ARTICLE:
^^^^^^^^^^^^^^^^
Base protocol specifications have controls on the rate of generation of LSAs – those apply here as they do to all protocol advertisements.

A “BFD Reflector” is defined in S-BFD Base draft as:

“SBFDReflector - an S-BFD session on a network node that listens
      for incoming S-BFD control packets to local entities and generates
      response S-BFD control packets.”

As far as advertisements of S-BFD discriminators it would not matter whether the Reflector flaps – it would require a change in the assignment of S-BFD Discriminator on that node – which is as likely as reconfiguration of a node address.
Please  explain why this rare event represents something which is of concern to the operation of an IGP.

I do not like cluttering normative specifications with discussions of points that do not reflect real operational concerns – so the argument “what harm could it do to discuss this” doesn’t carry much weight with me.


From: rtg-dir [] On Behalf Of Adrian Farrel
Sent: Thursday, April 28, 2016 6:00 AM
To: Acee Lindem (acee); 'Manav Bhatia'; 'Adrian Farrel'
Cc:;;; 'OSPF WG List'
Subject: Re: [RTG-DIR] Rtg Dir review of draft-ietf-ospf-sbfd-discriminator-04.txt

Acee has it right.

While (of course) stuff can be done in implementations to mitigate the effects, the protocol extensions here increase the size of LSA and increase the amount of flooding. Since the LSAs have to be stored (in some form), it is reasonable to describe the amount of extra information that reflects across a network - maybe express it as "LSA data" and leave it up to an implementation to choose how to store it. Since the number of LSA updates impacts the routing plane processing and bits on the wire, it is reasonable to ask what impact that might have.

I am interested to hear whether turning Reflectors on and off could be a feature that could cause LSAs to flap and so create flooding ripples in the network.


From: Acee Lindem (acee) []
Sent: 28 April 2016 10:21
To: Manav Bhatia; Adrian Farrel
Cc: <<>>;<>;<>; OSPF WG List
Subject: Re: Rtg Dir review of draft-ietf-ospf-sbfd-discriminator-04.txt

Hi Manav,

From: Manav Bhatia <<>>
Date: Thursday, April 28, 2016 at 1:31 AM
To: Adrian Farrel <<>>
Cc: "<<>>" <<>>, Routing Directorate <<>>, "<>" <<>>, OSPF WG List <<>>
Subject: Re: Rtg Dir review of draft-ietf-ospf-sbfd-discriminator-04.txt

Hi Adrian,

Thanks for the extensive review. I have a minor comment on a minor issue that you raised.
^^^^^^^^^^^^^^^^
DATA LISTING:
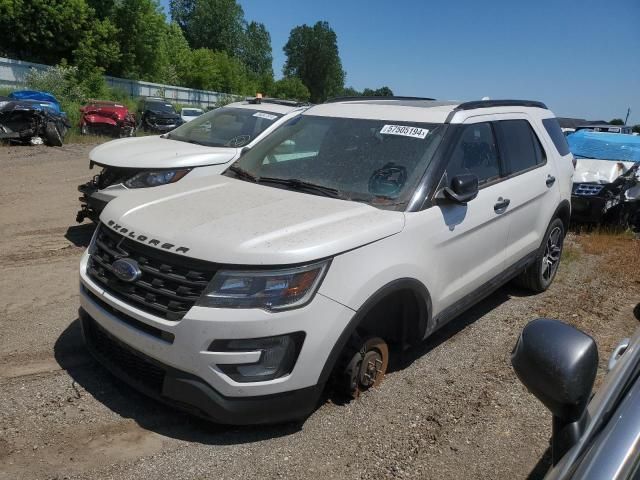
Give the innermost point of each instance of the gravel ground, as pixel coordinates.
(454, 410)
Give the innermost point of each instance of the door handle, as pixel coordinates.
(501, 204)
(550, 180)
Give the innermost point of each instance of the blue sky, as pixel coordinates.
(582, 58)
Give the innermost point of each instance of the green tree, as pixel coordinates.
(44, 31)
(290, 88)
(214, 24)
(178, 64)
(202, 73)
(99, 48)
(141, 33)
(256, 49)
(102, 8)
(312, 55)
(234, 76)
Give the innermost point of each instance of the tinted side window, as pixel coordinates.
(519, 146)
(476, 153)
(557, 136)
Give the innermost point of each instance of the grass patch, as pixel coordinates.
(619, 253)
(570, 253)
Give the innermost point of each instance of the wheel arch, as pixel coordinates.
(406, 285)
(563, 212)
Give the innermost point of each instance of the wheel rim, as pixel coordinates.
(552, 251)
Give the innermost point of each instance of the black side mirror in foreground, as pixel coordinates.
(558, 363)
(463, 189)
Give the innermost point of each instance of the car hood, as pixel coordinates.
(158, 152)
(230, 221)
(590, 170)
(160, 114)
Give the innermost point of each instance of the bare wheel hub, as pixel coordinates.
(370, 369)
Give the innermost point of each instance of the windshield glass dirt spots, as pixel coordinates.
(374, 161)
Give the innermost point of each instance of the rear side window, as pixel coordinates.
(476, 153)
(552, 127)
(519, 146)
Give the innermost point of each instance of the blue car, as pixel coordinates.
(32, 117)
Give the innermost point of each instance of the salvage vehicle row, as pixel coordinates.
^^^^^^^^^^^^^^^^
WRITTEN TASKS:
1. Reproduce the passage of the email thread that begins at the words "From: rtg-dir []" and ends after the words "has it right.".
2. Decide whether each statement agrees with the email thread, answering yes or no and quoting the deciding words: (a) Adrian Farrel writes that the protocol extensions increase the size of LSA. (b) Acee Lindem's message was sent at 6:00 AM. (c) The opening writer calls a change in the S-BFD Discriminator assignment more likely than reconfiguration of a node address.
3. In the email thread's definition, what does an SBFDReflector generate?

RESULTS OF THE EXERCISE:
1.
From: rtg-dir [] On Behalf Of Adrian Farrel
Sent: Thursday, April 28, 2016 6:00 AM
To: Acee Lindem (acee); 'Manav Bhatia'; 'Adrian Farrel'
Cc:;;; 'OSPF WG List'
Subject: Re: [RTG-DIR] Rtg Dir review of draft-ietf-ospf-sbfd-discriminator-04.txt

Acee has it right.

2.
(a) Yes: "the protocol extensions here increase the size of LSA and increase the amount of flooding"
(b) No: "Sent: 28 April 2016 10:21"
(c) No: "which is as likely as reconfiguration of a node address"

3. Response S-BFD control packets.